## ABOUT THIS EXERCISE
Across the records below, how many lines include the word "after"? State only the number.

## SOURCE DATA
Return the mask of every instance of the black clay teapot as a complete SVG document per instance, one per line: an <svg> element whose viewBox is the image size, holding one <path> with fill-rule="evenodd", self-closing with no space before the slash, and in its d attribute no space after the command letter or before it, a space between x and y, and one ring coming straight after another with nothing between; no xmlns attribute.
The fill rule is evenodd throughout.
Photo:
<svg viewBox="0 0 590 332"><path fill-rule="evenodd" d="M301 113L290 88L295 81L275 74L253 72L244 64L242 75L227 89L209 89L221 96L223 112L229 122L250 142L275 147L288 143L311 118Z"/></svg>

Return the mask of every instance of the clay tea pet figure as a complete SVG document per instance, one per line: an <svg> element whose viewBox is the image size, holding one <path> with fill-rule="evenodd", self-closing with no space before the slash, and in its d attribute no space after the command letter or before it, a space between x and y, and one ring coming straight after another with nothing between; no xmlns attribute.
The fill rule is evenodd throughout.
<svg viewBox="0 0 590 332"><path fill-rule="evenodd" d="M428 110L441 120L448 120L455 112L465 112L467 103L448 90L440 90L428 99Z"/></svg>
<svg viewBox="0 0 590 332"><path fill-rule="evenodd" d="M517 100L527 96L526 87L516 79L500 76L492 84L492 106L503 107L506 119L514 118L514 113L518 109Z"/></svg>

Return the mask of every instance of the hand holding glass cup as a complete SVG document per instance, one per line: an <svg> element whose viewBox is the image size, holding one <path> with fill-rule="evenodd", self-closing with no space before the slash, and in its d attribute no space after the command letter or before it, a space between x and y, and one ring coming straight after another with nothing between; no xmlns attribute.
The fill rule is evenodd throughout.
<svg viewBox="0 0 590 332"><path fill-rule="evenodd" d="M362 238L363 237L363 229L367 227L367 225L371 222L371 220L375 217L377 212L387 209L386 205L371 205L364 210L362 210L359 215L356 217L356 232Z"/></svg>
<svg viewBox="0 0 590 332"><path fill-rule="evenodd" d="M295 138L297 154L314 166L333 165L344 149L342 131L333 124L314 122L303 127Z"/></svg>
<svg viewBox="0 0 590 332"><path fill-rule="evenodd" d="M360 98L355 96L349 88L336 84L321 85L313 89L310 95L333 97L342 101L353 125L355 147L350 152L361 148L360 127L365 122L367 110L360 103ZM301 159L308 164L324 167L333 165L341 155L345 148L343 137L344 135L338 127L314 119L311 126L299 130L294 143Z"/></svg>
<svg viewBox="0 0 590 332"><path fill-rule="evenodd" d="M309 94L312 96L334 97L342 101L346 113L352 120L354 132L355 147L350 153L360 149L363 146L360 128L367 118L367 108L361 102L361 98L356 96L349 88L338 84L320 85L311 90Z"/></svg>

## WRITTEN SOLUTION
3